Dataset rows
□ □ □ □ □

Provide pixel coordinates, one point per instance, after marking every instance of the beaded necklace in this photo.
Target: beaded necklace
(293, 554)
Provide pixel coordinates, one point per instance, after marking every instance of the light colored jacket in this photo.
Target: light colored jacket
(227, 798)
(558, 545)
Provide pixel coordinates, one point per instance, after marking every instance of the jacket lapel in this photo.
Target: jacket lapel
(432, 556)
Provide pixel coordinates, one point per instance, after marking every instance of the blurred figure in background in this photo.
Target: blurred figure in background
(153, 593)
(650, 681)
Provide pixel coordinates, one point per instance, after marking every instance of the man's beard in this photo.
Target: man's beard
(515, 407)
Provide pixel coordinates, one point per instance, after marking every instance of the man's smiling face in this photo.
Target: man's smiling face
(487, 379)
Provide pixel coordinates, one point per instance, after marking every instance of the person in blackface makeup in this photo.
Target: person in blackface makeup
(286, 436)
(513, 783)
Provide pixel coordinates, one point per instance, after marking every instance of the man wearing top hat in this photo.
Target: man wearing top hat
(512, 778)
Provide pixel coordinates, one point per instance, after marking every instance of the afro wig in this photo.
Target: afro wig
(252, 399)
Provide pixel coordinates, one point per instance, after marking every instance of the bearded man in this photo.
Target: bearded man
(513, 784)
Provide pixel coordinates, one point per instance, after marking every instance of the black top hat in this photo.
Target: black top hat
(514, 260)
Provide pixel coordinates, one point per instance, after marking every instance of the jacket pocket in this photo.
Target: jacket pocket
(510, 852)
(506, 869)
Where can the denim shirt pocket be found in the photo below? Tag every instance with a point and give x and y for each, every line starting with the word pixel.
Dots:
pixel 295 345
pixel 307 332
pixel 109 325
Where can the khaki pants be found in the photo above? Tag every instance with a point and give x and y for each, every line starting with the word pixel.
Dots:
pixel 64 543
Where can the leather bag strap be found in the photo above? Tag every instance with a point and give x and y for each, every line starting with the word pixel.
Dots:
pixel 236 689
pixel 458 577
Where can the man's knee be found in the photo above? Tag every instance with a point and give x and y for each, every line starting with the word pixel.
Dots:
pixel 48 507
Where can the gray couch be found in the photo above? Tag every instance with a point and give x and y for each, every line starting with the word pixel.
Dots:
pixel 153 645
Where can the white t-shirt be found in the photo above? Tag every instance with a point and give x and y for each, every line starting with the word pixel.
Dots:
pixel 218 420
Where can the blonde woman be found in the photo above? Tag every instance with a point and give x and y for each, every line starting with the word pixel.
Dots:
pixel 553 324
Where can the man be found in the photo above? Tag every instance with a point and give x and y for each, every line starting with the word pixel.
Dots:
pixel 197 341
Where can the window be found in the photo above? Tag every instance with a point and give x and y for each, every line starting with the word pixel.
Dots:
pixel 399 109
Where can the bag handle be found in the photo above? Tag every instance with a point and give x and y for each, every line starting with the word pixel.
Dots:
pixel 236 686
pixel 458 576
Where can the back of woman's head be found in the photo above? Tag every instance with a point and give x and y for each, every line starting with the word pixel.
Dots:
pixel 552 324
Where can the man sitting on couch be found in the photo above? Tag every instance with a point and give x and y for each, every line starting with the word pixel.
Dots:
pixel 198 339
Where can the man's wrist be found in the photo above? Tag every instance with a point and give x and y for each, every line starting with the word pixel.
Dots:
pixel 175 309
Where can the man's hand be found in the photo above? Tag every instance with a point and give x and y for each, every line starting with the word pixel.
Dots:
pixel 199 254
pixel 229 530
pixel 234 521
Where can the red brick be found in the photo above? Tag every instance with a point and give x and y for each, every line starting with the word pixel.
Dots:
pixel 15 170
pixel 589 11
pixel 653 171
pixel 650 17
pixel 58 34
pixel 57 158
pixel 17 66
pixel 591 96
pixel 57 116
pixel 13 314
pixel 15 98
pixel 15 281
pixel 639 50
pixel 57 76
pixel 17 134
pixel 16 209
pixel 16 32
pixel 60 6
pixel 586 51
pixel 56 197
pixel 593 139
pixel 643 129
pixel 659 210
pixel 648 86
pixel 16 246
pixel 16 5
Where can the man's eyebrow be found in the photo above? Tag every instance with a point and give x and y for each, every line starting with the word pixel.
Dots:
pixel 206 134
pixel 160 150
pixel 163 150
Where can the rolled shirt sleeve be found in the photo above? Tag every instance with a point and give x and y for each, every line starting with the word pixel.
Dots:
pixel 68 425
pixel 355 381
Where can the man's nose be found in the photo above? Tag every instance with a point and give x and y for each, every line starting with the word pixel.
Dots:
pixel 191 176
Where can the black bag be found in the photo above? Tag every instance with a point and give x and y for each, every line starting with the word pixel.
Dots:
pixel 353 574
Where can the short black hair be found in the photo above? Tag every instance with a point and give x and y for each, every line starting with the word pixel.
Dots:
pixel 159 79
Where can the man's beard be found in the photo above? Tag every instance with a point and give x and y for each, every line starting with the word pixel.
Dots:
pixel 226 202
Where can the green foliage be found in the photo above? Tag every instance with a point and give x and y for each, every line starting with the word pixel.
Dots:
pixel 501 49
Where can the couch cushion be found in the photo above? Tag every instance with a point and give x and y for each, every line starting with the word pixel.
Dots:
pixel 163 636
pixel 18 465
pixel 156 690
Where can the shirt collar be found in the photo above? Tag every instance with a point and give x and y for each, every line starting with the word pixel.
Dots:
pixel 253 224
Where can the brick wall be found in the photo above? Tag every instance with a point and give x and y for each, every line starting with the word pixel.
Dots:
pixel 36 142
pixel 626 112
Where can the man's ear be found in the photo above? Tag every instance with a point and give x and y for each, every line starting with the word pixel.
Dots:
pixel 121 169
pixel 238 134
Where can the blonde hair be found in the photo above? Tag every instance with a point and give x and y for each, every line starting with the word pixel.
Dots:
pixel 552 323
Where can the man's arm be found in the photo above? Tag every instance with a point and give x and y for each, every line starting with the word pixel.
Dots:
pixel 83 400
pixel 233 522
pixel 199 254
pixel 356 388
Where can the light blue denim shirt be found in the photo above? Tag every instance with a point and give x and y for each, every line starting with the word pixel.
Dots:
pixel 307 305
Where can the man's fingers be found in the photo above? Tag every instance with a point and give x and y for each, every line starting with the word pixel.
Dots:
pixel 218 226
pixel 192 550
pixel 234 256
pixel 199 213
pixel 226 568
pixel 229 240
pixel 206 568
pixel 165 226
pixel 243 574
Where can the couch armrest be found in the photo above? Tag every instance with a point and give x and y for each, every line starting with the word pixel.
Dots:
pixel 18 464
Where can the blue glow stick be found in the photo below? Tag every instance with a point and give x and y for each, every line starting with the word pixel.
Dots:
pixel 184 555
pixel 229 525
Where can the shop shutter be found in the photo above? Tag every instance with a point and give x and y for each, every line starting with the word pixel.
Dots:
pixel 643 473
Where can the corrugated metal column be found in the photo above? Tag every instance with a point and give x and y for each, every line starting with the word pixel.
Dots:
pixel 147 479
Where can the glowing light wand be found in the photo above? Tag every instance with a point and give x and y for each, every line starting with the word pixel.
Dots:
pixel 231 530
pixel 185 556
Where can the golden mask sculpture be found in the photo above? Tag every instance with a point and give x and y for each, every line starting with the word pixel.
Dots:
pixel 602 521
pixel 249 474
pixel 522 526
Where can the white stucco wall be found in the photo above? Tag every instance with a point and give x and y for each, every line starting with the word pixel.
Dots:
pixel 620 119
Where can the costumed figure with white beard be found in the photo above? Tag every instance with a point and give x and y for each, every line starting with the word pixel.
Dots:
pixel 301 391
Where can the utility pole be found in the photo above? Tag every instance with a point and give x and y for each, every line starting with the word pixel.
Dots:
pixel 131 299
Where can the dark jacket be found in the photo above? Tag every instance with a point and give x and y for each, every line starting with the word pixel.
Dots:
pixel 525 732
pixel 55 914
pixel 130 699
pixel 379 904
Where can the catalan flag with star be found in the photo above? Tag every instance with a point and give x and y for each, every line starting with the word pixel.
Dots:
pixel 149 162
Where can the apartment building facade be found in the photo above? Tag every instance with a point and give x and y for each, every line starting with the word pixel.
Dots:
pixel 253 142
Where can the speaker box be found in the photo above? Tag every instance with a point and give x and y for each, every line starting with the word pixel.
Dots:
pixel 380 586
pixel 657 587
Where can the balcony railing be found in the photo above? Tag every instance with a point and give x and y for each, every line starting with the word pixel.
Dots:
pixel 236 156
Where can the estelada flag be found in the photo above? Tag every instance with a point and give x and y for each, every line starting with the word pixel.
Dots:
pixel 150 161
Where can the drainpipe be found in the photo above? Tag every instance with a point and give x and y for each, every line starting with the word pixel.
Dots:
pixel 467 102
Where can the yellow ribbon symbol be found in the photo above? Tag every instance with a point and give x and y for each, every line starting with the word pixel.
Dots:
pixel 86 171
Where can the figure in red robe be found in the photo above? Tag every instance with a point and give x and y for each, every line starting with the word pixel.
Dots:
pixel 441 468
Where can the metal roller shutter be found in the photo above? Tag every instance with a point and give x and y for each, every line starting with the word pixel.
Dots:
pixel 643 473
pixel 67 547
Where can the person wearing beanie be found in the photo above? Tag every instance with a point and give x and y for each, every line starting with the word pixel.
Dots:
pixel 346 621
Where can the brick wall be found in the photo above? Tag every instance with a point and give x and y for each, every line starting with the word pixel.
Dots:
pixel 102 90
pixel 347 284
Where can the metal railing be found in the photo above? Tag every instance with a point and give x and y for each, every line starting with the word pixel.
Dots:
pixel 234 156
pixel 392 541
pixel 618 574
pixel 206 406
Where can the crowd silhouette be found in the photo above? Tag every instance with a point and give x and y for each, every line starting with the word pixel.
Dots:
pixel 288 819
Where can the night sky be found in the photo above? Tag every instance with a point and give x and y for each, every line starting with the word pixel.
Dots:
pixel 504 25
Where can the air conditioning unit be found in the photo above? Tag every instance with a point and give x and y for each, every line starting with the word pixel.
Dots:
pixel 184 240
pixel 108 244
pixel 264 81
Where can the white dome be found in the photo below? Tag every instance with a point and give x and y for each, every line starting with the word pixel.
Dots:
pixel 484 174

□ □ □ □ □

_WHAT NEEDS TO BE DONE_
Output the data as a Markdown table with the columns Row and Line, starting at the line that contains "Where can the khaki" and ending at the line that contains "pixel 197 341". Put each line's number in the Row column and skip any blank lines.

_SOLUTION TO THE PROBLEM_
| Row | Line |
|---|---|
| 1 | Where can the khaki pants be found in the photo above? Tag every instance with a point and give x and y for each, every line starting with the word pixel. |
| 2 | Dots: |
| 3 | pixel 64 543 |
| 4 | Where can the leather bag strap be found in the photo above? Tag every instance with a point and give x and y for each, every line starting with the word pixel. |
| 5 | Dots: |
| 6 | pixel 236 689 |
| 7 | pixel 458 577 |
| 8 | Where can the man's knee be found in the photo above? Tag every instance with a point and give x and y for each, every line starting with the word pixel. |
| 9 | Dots: |
| 10 | pixel 48 507 |
| 11 | Where can the gray couch be found in the photo above? Tag every instance with a point and give x and y for each, every line starting with the word pixel. |
| 12 | Dots: |
| 13 | pixel 153 645 |
| 14 | Where can the white t-shirt be found in the photo above? Tag every instance with a point and give x and y for each, every line starting with the word pixel. |
| 15 | Dots: |
| 16 | pixel 218 420 |
| 17 | Where can the blonde woman be found in the photo above? Tag every instance with a point and give x and y for each, every line starting with the word pixel. |
| 18 | Dots: |
| 19 | pixel 553 324 |
| 20 | Where can the man be found in the photo above? Tag every instance with a point and give x and y for each, every line starting with the word pixel. |
| 21 | Dots: |
| 22 | pixel 197 341 |